**Provided passage:**
------------------------------------------------------------------------

True. It really depends on the circumstances. Best thing is what is most convenient and safe for BOTH parties.
Quote:
quote:As for horses, I won't be stepping onto the down slope and taking off my pack. Sorry. That is dangerous and major hassle. …Moving to the downhill side of the trail just sounds dangerous.
Sorry Q, but I don't agree with you. Hikers should offer horse riders the same courtesy that other hikers or bike riders are offered. Just because their needs are a little different it shouldn't be considered a “major hassle”. A horse's fear of things above them is instinctual, very strong, and will not change. Most times the slope below the trail is no different than the slope above. If it is unsafe, walk back to a place where it is safe to get off the trail. Having a horse go nuts and knock you and possibly other hikers down is a serious hazard. Also, you place the horse riders in a serious danger of being thrown off their horses and possibility being seriously injured.
Quote:
quote:If the horses are on the trails then they will be used to passing hikers.

------------------------------------------------------------------------

**Information shown:**
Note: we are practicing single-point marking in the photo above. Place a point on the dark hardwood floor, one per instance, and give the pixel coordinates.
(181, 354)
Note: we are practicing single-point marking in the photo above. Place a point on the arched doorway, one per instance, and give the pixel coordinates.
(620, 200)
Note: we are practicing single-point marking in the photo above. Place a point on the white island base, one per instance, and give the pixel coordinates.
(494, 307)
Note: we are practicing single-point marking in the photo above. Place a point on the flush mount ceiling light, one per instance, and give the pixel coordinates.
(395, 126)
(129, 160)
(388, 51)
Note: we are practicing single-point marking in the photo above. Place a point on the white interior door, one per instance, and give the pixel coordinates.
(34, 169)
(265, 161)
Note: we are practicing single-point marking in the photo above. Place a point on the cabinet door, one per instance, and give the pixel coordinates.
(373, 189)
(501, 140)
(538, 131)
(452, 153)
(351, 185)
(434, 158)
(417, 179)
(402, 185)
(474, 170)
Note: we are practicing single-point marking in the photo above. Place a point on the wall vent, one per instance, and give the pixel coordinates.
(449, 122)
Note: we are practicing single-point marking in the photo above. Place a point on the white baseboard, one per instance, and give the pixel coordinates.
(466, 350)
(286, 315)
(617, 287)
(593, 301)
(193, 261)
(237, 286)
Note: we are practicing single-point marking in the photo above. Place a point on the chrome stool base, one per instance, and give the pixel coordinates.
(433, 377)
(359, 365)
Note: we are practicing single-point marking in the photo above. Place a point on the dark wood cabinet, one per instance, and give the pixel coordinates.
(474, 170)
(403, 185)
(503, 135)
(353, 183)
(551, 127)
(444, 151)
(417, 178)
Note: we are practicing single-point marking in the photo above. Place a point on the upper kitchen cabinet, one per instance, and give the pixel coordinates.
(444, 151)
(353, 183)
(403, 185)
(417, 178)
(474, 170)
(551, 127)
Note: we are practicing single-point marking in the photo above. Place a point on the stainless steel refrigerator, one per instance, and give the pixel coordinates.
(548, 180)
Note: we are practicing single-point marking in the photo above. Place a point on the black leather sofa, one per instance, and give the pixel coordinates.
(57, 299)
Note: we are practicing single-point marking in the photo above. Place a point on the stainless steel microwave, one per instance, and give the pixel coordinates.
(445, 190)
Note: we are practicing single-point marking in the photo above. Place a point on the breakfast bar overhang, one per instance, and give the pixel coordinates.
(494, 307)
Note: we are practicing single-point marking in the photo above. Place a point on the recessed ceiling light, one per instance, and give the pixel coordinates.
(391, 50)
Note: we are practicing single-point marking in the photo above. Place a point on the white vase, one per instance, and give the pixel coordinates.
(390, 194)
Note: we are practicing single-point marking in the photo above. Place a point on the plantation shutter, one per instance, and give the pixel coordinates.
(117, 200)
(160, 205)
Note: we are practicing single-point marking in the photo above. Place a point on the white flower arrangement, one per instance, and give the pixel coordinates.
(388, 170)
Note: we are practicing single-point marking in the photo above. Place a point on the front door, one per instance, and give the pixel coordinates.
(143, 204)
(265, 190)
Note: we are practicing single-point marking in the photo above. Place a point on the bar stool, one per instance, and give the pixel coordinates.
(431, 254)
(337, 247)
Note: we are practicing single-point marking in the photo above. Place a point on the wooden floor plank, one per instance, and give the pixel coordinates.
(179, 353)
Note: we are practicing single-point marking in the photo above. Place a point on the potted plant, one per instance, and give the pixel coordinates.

------------------------------------------------------------------------

**Written task 1:**
Answer these questions about the post on hikers meeting horses on the trail, each answer on its own line marked to match:
(a) How does the writer describe a horse's fear of things above it?
(b) What two things does the quoted hiker refuse to do when horses approach?
(c) If the slope below the trail is unsafe, what should a hiker do?
**Written task 2:** Rewrite the part of the post on hikers meeting horses that starts at "True. It really" and ends at "just sounds dangerous.", using "backpack" in place of "pack".
**Written task 3:** Continue the post on hikers meeting horses on the trail from where it stops.

**Written reply 1:**
(a) It is instinctual, very strong, and will not change.
(b) Step onto the down slope and take off the pack.
(c) Walk back to a place where it is safe to get off the trail.

**Written reply 2:**
True. It really depends on the circumstances. Best thing is what is most convenient and safe for BOTH parties.
Quote:
quote:As for horses, I won't be stepping onto the down slope and taking off my backpack. Sorry. That is dangerous and major hassle. …Moving to the downhill side of the trail just sounds dangerous.

**Written reply 3:**
Many horses are very calm and used to encountering people on the trail but many are not. The trouble is MOST horses are not used to seeing people with large backpacks. Horses are spooked by suddenly encountering something unfamiliar to them on a trail. That's just their nature. How many times have you rounded a corner on a trail and been startled by another person? Let alone something you may have never seen before! This is the reason for removing your pack and being visible to the horse as a person and not some large humpbacked creature…
Quote:
quote:Or should or will get that way soon.
You obviously haven't had much experience around horses. Their fear responses are instinctual and must be accommodated as a courtesy to those we share the trails with.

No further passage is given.